原文节选:
▽
文章的其余部分就是一心想着如果计算机比人类聪明的话会发生什么这个问题;Dowd借Stuart Russell之口来解释为什么她要记录这场争端:
在50年内,我们现在处在的这个18个月对于AI社区的未来度会被看作是至关重要的时期。AI社区终于觉醒了,开始严肃思考如何让未来更美好了。
50年:这个时间窗口跟Mnuchin的一样;也许他担心的是跟Elon Musk一样的问题?不过坦率地说,财政部长本人应该关心这类问题吗?
这个问题很显然:这显然不是“人工智能”的含义。
人工智能的定义
人工智能定义起来非常困难,原因有几个。首先,有两种类型的人工智能:《名利撤那篇文章所描述的人工智能是通用人工智能,也就是说计算机能够做人类能做的任何事情。反之则是狭义人工智能(Artificial Narrow Intelligence),这种计算机也能做人类能做的事情,但是仅限于一定的范围。比方说,某种特殊的AI可以下国际象棋,而另一种特殊的AI则可以下围棋。
比较有趣的是,发明了“人工智能”这个词的John McCarthy指出,特殊AI的定义也在与时俱进。特别是一旦过去被认为是人工智能的东西变成了例程——比如前面提到的下国际象棋或者围棋的程序,或者无数被认为属于计算机理所当然的能力等,对于这些我们已经不再称之为人工智能。
这就使得你想说出什么地方才是计算机的终止和人工智能的开始特别的困难。毕竟嘛,过去会计还是人工处理的:
10年不到的时间里,上面这幅图片就变得过时了,被IBM的大型机替代了。计算机正在做人类能做的事情,虽然只是在一定的范围内。那它是不是人工智能?
△
数据摘录:
▽
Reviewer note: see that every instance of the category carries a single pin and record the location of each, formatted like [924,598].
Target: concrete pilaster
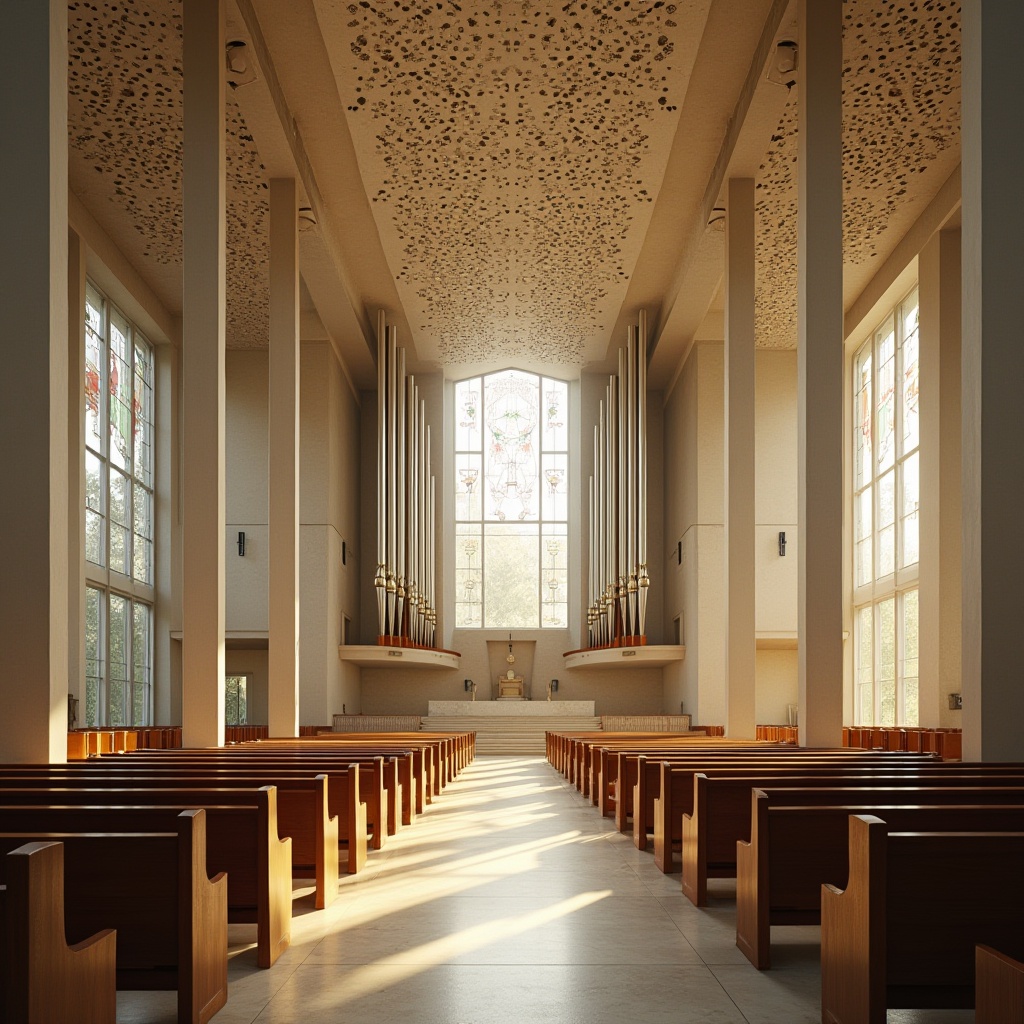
△
练习题:
[a] 在关于人工智能定义的原文节选中,“人工智能”这个词是谁发明的?
[b] 请接着关于人工智能定义的原文节选往下续写。

练习答案:
[a] John McCarthy。

[b]
技术与人类
实际上对于这类创新我们已经有了更多的词来描述了,那就是技术。按照韦氏词典的定义,技术是“知识在特定领域的实际应用。”技术的故事就是人类的故事:控制火、车轮——这些都是技术。由于我们学习和传播知识的能力,所有这些都变革了人类;一旦有一个人能控制火,那么所有人都能控制火就只是时间问题了。
是技术将智人从采集狩猎者变成了农民,然后也是技术变革了农业,使得占比越来越少的一部分人就能支撑其余人的温饱。很多个千年之后,还是技术引领了像飞梭这样工具的产生,让织布的产量翻了一番,推动了对纺织者的需求,进而又推动了用水来驱动的罗拉细纱机的发明。这是人类第一次利用非人力以及动物形式的能量来驱动器技术发明,引起了工业革命的爆发。
你可以看到工业革命与计算机的发明之间存在一定的可比性:前者借助外部能量以系统化的方式进行之前由人类完成的体力劳动;后者借助外部能量以系统化的方式承担之前由人类完成的脑力劳动。这令人想起了乔布斯做过的类比:
我记得我大概12岁的时候读过一篇文章,应该是刊在《科学美国人》上面的,里面测量了地球所有物种的运动效能,也就是从A点移动到B点各自所消耗的卡路里是多少。而秃鹰是其中效能最高的动物,超过了所有其他物种,人类大概排在榜单1/3的位置,表现不算太突出。
但有人想到要试试人类骑上自行车之后的效能。结果发现骑自行车的人运动效能远远超过了秃鹰,高高站上榜首的位置,这给我留下了特别深刻的印象,也就是说人类是工具制造者,我们可以使用工具把这些内在的能力放大到惊人的量级。所以对于我来说,计算机一直都是思维的自行车。
简而言之,尽管Dixon把计算机的逻辑追溯到了古老的亚里士多德,但技术这个东西(计算机无疑也是技术的一部分)要追溯到更久远的历史。我们之所以是人,是因为我们能创造工具来做我们自己做的东西,但同时做得比我们更好更有效率。
机器学习
你会注意到这一定义跟人工智能的定义极其类似;的确,至少在狭义的层面来看,提出人工智能只不过是技术换了个名字的看法是很诱人的。就像我们设计了轧花机一样,于是我们也设计了会计软件,以及自动化制造。实际上,这一切都是相关的:它们都牵涉到刻意的设计,造出一个可重复执行人类预期功能的机器。
不过这正是为什么今天不一样的原因。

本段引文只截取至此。